# Just purchased Iwata NEO airbrush



## grampi (Nov 23, 2006)

This appears to be a very nice airbrush, however, there isn't much info in the manual that comes with it. I'm guessing the adjustment on the rear controls how far back the trigger can be pulled, which in turn controls the amount of paint flow, but what does adjusting the needle cap and/or nozzle cap do? Anything? Also, is there anything that allows for adjusting the how wide or narrow the spray pattern is, other than the distance the airbrush is from the surface being painted? Also, is there a general rule of thumb for how much pressure to use for each type of paint. For example, what's a good pressure to start at for using an enamel, or acrylic, or a lacquer, or a metalizer?


----------



## scooke123 (Apr 11, 2008)

If you have never used an airbrush before you may have wanted to start with a single action brush such as a Badger or Paashe. Easier to learn and get a feel for airbrushing and can experiment with mixtures and pressures. Also much easier to clean. Granted you can't get real small details but much easier and better looking than rattle cans or brushes. Your best way to learn is to get scraps or old models and practice, practice, practice. What works for one person may not work for you. Good luck!


----------



## grampi (Nov 23, 2006)

I have airbrushed before, but I was using a cheapo Aztec with the propellant cans...I've never used a REAL airbrush before with a compressor...I'll get the hang of it through practicing...


----------



## grampi (Nov 23, 2006)

*Exercise requirements*.
Answer these questions using the airbrush thread:
1. What does grampi guess the adjustment on the rear of the airbrush controls?
2. Which two brands does scooke123 give as examples of single action brushes?
3. What kind of airbrush had grampi used before, and with what air source?
Rely solely on the airbrush thread above when working with the items.

*Supplied material*.

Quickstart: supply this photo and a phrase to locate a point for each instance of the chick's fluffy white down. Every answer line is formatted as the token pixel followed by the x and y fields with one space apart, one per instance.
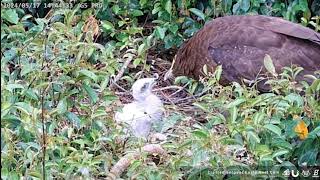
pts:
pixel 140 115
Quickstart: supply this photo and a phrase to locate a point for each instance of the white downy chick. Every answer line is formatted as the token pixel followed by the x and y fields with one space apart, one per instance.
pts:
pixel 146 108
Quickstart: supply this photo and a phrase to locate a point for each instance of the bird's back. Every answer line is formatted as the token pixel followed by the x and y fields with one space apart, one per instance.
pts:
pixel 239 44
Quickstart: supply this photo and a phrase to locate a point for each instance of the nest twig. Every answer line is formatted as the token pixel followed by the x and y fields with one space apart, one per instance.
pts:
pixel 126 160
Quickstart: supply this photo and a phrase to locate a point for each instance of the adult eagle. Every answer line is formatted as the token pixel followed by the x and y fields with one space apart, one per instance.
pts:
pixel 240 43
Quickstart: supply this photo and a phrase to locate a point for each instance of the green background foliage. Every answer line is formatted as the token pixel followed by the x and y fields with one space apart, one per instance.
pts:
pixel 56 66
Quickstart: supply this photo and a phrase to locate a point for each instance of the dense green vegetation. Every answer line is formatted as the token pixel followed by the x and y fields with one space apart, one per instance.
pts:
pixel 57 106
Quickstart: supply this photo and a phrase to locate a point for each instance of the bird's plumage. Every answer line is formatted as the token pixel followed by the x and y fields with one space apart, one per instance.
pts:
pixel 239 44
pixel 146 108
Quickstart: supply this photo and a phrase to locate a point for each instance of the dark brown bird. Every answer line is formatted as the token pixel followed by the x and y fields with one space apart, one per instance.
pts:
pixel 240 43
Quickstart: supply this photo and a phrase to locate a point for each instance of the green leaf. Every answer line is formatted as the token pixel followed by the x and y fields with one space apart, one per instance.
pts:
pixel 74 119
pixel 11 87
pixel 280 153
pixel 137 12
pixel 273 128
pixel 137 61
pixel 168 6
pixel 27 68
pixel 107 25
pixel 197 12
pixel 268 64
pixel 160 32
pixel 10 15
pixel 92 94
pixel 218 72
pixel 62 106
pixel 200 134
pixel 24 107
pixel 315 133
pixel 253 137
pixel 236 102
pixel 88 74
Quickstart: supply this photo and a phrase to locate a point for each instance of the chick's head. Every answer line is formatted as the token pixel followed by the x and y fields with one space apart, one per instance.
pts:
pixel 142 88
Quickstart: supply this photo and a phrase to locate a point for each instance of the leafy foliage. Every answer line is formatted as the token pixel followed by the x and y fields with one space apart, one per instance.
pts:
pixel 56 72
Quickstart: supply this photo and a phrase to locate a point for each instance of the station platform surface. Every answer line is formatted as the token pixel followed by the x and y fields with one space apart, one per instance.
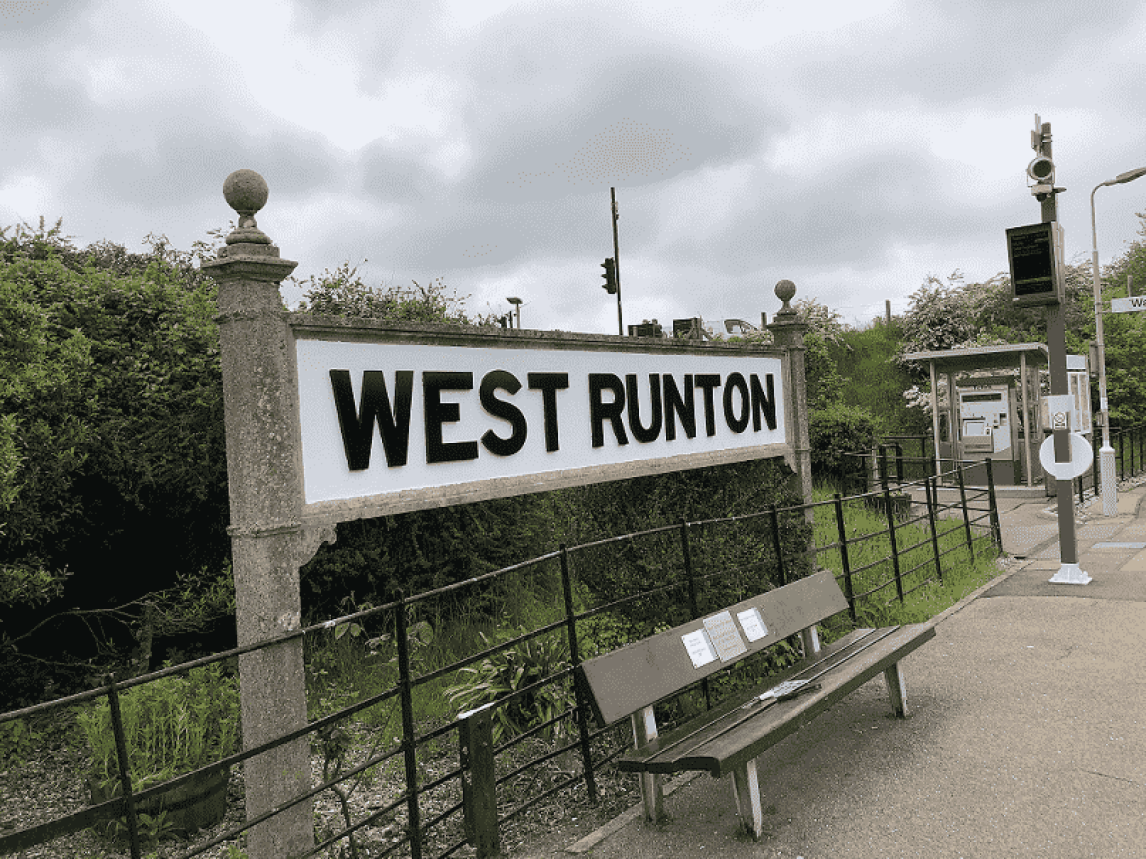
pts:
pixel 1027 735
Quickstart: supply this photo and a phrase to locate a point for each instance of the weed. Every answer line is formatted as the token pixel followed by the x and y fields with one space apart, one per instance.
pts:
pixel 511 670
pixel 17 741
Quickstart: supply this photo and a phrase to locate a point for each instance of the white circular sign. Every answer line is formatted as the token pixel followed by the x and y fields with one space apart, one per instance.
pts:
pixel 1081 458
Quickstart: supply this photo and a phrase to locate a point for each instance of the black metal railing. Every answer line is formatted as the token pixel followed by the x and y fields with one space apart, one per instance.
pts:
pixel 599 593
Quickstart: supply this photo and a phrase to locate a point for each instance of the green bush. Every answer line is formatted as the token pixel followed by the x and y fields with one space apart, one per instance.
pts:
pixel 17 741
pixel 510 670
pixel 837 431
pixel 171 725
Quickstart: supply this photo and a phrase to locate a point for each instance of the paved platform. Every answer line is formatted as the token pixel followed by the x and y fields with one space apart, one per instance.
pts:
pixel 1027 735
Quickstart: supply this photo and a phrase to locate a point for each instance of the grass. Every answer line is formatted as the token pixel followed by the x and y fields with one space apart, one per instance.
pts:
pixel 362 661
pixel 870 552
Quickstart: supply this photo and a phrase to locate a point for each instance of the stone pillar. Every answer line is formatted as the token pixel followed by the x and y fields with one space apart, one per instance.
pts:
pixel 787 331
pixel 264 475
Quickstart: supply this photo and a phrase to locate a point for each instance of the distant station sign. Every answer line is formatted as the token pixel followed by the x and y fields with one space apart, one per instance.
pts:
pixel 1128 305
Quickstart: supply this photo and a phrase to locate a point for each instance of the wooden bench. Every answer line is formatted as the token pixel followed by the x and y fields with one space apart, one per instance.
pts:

*Solution below*.
1. How far back the trigger can be pulled, which in turn controls the amount of paint flow.
2. Badger and Paashe.
3. A cheapo Aztec, used with propellant cans.